Prompt → Your answer should be every line of the records that contains the word "black", copied as it stands.

━━━ Provided records ━━━

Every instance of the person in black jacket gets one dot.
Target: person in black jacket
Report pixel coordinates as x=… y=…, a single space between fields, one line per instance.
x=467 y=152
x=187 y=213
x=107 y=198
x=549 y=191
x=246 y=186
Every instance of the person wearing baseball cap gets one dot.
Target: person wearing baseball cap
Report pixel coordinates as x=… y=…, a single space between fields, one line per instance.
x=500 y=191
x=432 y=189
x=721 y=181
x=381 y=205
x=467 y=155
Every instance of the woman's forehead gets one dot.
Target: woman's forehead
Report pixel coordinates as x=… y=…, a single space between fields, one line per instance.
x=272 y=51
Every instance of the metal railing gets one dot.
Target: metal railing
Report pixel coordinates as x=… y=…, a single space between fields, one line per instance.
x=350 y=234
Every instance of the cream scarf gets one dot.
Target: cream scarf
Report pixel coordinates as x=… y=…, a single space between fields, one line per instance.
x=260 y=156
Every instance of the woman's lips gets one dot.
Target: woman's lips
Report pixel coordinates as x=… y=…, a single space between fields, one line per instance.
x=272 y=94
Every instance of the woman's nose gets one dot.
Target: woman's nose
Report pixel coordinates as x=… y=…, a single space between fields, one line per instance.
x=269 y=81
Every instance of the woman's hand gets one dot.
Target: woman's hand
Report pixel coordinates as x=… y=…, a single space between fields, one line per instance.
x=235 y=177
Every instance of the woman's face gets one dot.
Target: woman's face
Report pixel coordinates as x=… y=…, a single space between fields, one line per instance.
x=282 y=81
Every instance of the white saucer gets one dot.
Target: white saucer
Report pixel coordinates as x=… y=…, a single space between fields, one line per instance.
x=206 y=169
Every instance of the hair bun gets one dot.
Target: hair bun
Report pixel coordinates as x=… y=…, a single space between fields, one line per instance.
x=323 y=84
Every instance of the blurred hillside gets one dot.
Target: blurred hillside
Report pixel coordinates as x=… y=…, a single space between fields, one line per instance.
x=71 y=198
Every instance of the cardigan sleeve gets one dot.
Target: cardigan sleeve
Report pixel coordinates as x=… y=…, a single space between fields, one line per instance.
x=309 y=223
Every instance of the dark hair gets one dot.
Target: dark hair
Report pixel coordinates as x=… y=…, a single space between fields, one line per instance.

━━━

Task result →
Every instance of the person in black jacket gets one dot.
Target: person in black jacket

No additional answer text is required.